**Task**
Return verbatim the run of lines that opens with the line holding "Query: concrete floor" and closes with the last line of the records.

----- Records for processing -----

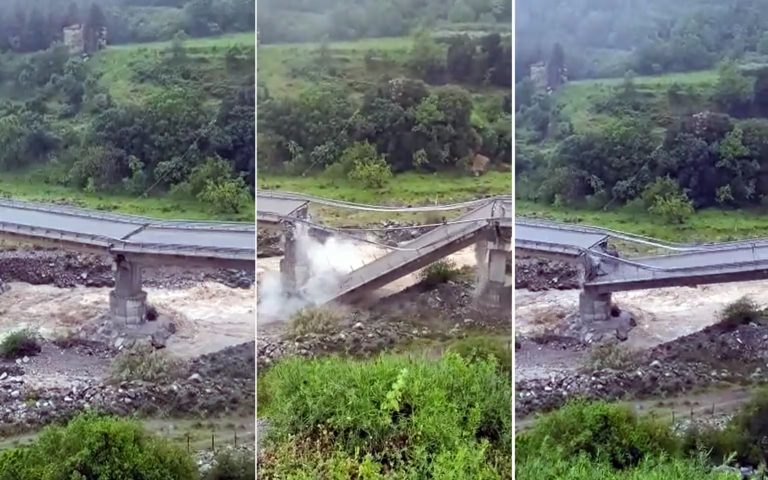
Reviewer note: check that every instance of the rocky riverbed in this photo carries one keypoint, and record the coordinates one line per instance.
(447, 310)
(715, 356)
(33, 394)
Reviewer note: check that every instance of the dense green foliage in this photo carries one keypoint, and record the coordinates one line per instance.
(391, 417)
(667, 152)
(35, 25)
(96, 448)
(742, 439)
(313, 20)
(85, 130)
(18, 344)
(409, 123)
(591, 441)
(604, 38)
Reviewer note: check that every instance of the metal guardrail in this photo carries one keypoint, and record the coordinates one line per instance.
(121, 217)
(117, 245)
(642, 239)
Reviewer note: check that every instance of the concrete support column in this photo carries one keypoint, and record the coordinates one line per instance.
(481, 262)
(127, 302)
(594, 307)
(492, 275)
(288, 263)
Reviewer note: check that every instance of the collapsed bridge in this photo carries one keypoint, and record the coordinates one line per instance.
(605, 272)
(132, 242)
(487, 224)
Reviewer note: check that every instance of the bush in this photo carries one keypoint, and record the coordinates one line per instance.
(603, 432)
(371, 173)
(664, 198)
(98, 448)
(442, 271)
(321, 319)
(742, 311)
(584, 468)
(743, 438)
(362, 164)
(673, 209)
(19, 344)
(226, 195)
(233, 465)
(608, 355)
(143, 362)
(480, 348)
(418, 417)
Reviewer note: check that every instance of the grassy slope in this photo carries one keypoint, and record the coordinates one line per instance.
(706, 225)
(285, 69)
(115, 66)
(577, 97)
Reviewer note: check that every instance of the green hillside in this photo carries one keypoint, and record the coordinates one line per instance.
(138, 127)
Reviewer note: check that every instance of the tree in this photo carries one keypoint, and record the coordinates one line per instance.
(460, 12)
(73, 15)
(93, 27)
(762, 45)
(733, 91)
(556, 67)
(36, 35)
(426, 58)
(365, 166)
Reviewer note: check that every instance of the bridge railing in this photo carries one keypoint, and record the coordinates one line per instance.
(121, 218)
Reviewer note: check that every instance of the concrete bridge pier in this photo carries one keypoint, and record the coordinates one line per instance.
(290, 253)
(127, 302)
(293, 269)
(491, 274)
(594, 307)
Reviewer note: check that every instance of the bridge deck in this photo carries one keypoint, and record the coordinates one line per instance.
(556, 235)
(269, 204)
(423, 250)
(105, 232)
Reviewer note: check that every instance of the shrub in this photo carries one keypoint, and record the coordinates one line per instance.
(363, 165)
(608, 355)
(419, 417)
(18, 344)
(233, 465)
(480, 348)
(226, 195)
(439, 272)
(743, 310)
(370, 173)
(665, 199)
(674, 209)
(143, 362)
(321, 319)
(743, 437)
(582, 467)
(99, 448)
(603, 432)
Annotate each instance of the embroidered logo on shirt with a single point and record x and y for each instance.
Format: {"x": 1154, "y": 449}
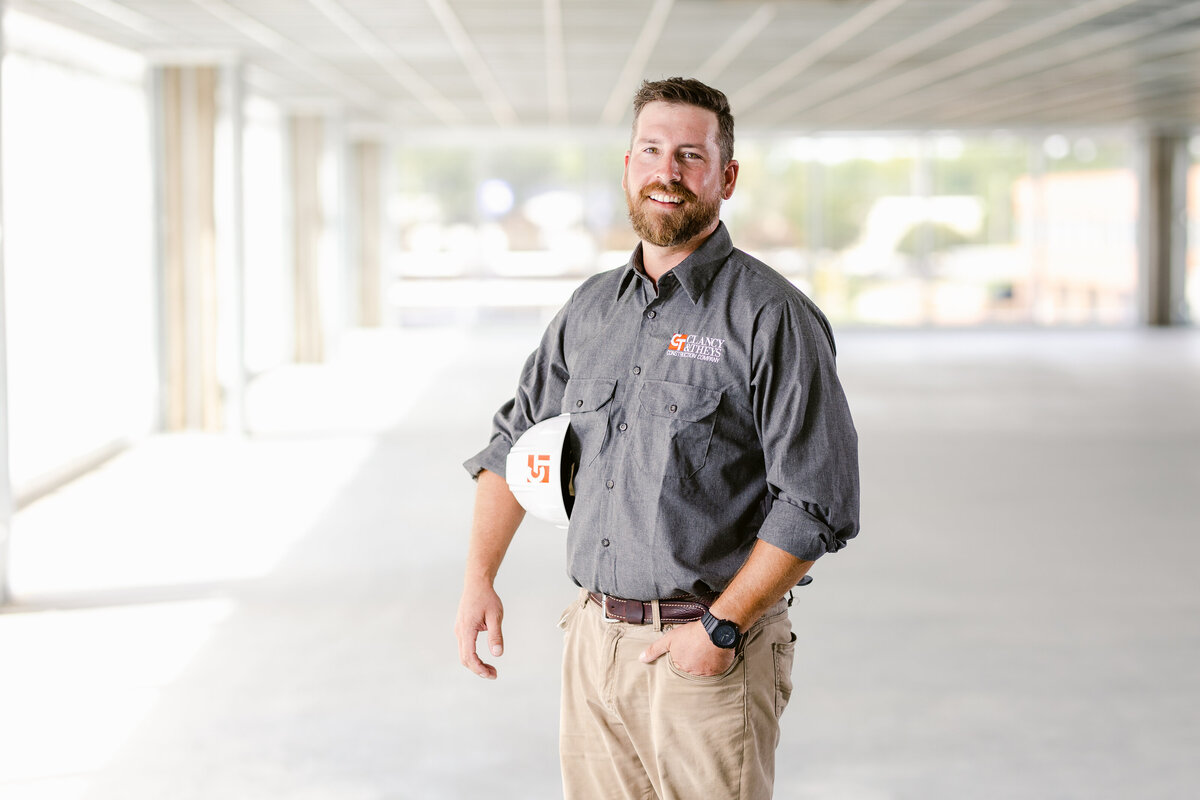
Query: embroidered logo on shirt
{"x": 691, "y": 346}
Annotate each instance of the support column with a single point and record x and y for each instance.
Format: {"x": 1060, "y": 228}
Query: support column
{"x": 189, "y": 270}
{"x": 306, "y": 226}
{"x": 1163, "y": 228}
{"x": 367, "y": 224}
{"x": 233, "y": 250}
{"x": 6, "y": 505}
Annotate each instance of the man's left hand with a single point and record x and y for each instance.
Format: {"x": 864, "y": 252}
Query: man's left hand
{"x": 691, "y": 651}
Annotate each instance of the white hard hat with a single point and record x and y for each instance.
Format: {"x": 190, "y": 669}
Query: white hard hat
{"x": 540, "y": 470}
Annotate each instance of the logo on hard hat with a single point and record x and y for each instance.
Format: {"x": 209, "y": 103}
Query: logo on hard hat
{"x": 539, "y": 469}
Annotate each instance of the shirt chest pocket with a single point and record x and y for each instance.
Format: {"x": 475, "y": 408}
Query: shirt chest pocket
{"x": 676, "y": 422}
{"x": 588, "y": 401}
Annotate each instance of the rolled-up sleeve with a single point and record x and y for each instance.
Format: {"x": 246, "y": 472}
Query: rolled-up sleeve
{"x": 807, "y": 433}
{"x": 538, "y": 397}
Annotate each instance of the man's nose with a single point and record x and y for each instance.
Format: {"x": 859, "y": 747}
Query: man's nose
{"x": 669, "y": 170}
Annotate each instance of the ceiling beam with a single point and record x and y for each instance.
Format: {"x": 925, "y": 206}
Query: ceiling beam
{"x": 493, "y": 96}
{"x": 1110, "y": 65}
{"x": 820, "y": 90}
{"x": 275, "y": 42}
{"x": 630, "y": 76}
{"x": 556, "y": 62}
{"x": 972, "y": 58}
{"x": 382, "y": 54}
{"x": 977, "y": 90}
{"x": 735, "y": 43}
{"x": 786, "y": 71}
{"x": 125, "y": 17}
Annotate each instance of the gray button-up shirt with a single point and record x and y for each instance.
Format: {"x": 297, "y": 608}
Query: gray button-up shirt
{"x": 706, "y": 415}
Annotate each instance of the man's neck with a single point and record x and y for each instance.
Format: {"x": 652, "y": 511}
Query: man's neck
{"x": 659, "y": 260}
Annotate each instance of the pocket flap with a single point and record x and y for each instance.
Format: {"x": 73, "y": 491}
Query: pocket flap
{"x": 678, "y": 401}
{"x": 587, "y": 394}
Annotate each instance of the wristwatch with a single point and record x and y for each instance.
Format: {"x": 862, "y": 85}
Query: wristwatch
{"x": 723, "y": 632}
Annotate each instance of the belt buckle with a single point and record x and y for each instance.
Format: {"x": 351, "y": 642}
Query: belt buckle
{"x": 604, "y": 609}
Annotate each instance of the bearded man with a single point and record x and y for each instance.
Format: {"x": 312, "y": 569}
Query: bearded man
{"x": 718, "y": 461}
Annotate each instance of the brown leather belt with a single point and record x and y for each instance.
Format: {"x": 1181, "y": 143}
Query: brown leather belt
{"x": 636, "y": 612}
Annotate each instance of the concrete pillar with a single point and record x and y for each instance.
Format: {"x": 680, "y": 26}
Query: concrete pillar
{"x": 6, "y": 505}
{"x": 232, "y": 253}
{"x": 189, "y": 284}
{"x": 1163, "y": 228}
{"x": 367, "y": 228}
{"x": 306, "y": 134}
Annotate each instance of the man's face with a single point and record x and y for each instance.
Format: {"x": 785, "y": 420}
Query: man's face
{"x": 673, "y": 179}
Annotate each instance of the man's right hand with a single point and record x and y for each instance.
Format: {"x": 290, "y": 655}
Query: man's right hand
{"x": 479, "y": 609}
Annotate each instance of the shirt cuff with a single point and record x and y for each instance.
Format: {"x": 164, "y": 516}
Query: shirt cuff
{"x": 795, "y": 530}
{"x": 492, "y": 457}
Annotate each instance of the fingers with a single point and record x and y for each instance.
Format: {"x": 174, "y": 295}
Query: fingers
{"x": 475, "y": 615}
{"x": 658, "y": 647}
{"x": 495, "y": 636}
{"x": 467, "y": 655}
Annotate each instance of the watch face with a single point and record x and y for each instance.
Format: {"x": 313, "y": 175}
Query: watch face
{"x": 725, "y": 636}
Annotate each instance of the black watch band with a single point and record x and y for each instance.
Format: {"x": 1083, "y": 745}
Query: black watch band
{"x": 721, "y": 632}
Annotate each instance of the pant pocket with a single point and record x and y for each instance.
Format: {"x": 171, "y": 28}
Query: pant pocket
{"x": 785, "y": 655}
{"x": 703, "y": 679}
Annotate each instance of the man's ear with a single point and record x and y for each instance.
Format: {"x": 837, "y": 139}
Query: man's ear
{"x": 731, "y": 179}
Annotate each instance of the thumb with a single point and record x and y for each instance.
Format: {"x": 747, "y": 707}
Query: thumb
{"x": 495, "y": 636}
{"x": 658, "y": 647}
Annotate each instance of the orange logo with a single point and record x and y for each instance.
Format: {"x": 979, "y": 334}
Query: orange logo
{"x": 539, "y": 469}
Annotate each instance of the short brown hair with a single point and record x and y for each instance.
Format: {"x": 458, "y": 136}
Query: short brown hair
{"x": 689, "y": 91}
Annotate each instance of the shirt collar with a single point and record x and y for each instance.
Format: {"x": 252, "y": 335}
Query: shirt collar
{"x": 695, "y": 272}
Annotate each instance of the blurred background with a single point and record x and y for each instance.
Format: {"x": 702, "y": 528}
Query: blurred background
{"x": 270, "y": 265}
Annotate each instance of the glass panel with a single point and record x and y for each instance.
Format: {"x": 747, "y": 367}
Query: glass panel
{"x": 947, "y": 229}
{"x": 81, "y": 298}
{"x": 1087, "y": 266}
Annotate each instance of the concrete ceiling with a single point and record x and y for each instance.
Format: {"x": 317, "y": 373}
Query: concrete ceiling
{"x": 801, "y": 65}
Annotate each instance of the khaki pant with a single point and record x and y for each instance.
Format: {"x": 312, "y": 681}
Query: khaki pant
{"x": 636, "y": 732}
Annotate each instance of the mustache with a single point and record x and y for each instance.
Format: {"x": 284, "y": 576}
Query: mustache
{"x": 678, "y": 190}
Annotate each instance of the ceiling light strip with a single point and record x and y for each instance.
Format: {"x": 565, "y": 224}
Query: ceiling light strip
{"x": 737, "y": 41}
{"x": 474, "y": 62}
{"x": 635, "y": 65}
{"x": 389, "y": 61}
{"x": 971, "y": 58}
{"x": 123, "y": 16}
{"x": 820, "y": 90}
{"x": 271, "y": 40}
{"x": 556, "y": 61}
{"x": 814, "y": 52}
{"x": 970, "y": 98}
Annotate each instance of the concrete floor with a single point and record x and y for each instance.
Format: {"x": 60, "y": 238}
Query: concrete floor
{"x": 262, "y": 618}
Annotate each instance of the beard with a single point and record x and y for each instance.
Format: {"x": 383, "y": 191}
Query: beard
{"x": 675, "y": 227}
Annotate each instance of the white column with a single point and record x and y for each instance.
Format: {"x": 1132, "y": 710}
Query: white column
{"x": 5, "y": 479}
{"x": 1163, "y": 228}
{"x": 232, "y": 247}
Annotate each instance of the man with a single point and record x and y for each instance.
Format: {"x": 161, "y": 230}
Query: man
{"x": 718, "y": 461}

-----

**Answer for this exercise**
Query: concrete floor
{"x": 262, "y": 618}
Annotate each instance of the beard with a single point and record x and y for each instance.
Format: {"x": 383, "y": 191}
Query: beard
{"x": 675, "y": 227}
Annotate each instance of the white column with a single point and record x and y for each instance.
Format: {"x": 1132, "y": 710}
Query: white column
{"x": 5, "y": 479}
{"x": 1163, "y": 228}
{"x": 232, "y": 247}
Annotate each instance of the man with a single point and record x and y for each instance.
Format: {"x": 161, "y": 230}
Query: man
{"x": 718, "y": 461}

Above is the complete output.